**What you will do:** Search the data for the string "shirt" and gather each line it is in.

--- Records shown ---

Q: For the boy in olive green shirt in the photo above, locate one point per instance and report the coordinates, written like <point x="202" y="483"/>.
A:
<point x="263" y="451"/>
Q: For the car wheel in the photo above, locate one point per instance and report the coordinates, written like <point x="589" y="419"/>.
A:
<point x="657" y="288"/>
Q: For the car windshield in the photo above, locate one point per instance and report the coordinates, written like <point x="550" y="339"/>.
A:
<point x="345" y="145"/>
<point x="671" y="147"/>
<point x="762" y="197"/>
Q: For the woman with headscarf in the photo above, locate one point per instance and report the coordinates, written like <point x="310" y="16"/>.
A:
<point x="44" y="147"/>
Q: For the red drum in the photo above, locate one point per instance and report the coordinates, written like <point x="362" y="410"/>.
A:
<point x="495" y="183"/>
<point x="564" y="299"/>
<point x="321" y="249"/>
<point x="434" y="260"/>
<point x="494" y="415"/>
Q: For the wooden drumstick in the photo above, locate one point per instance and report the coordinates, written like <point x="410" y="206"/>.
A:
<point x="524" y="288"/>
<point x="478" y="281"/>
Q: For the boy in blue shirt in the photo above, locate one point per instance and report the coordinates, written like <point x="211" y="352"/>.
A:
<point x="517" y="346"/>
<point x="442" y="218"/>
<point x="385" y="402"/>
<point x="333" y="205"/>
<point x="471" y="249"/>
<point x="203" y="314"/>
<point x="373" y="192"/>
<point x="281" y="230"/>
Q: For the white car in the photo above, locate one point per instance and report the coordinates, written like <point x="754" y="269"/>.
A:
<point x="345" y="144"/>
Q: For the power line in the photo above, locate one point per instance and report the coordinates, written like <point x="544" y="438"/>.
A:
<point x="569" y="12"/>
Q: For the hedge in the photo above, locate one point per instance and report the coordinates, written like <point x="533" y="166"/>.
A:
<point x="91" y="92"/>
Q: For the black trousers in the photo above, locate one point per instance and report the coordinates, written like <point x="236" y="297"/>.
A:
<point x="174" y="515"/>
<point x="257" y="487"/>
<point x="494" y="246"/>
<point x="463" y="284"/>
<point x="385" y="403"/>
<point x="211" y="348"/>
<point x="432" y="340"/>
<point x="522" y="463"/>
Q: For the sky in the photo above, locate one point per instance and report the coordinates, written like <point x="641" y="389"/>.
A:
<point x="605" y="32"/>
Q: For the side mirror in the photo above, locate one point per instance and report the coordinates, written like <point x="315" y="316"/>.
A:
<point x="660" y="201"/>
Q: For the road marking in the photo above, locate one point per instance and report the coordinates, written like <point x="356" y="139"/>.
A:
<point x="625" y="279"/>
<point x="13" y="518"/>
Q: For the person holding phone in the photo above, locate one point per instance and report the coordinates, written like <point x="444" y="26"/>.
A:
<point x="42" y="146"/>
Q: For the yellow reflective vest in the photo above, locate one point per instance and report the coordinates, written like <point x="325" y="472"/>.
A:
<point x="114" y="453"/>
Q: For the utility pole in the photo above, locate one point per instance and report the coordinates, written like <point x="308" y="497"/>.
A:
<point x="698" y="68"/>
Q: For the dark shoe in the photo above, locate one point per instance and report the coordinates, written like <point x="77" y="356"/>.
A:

---

**Reply:**
Q: For the boy in olive green shirt in the photo above, locate one point per instance and report the coordinates, written like <point x="202" y="483"/>.
Q: For the boy in blue shirt in the photo above, locate one point per instance and report the coordinates, written like <point x="211" y="352"/>.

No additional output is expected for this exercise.